### Your goal
Please gather every line in the rows below that contains the word "lagoon", and copy each of those lines in full.

+++++

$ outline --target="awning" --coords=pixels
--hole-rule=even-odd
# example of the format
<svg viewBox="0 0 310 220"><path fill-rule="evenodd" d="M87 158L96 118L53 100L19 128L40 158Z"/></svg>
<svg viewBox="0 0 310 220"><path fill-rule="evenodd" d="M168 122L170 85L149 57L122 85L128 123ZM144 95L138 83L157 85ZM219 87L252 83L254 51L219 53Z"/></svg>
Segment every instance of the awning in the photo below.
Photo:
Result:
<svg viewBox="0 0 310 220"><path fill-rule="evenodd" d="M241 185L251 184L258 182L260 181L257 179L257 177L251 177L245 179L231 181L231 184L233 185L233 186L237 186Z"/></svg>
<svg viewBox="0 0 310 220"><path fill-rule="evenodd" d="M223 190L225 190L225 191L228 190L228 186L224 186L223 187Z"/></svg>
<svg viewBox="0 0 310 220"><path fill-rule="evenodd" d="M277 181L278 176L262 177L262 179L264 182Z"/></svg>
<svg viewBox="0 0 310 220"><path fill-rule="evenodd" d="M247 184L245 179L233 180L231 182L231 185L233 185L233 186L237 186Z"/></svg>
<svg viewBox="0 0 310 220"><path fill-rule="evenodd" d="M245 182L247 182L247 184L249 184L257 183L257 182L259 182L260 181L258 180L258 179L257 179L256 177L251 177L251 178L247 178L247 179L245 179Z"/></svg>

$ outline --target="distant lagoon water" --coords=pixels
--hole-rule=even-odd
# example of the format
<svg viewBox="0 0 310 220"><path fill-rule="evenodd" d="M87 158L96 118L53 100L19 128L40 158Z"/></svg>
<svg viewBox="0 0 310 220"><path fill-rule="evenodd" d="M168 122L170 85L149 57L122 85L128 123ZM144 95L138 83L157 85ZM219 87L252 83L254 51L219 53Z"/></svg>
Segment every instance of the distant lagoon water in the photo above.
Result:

+++++

### Solution for this problem
$ outline --target="distant lagoon water" --coords=pixels
Segment every instance of the distant lagoon water in the photo above.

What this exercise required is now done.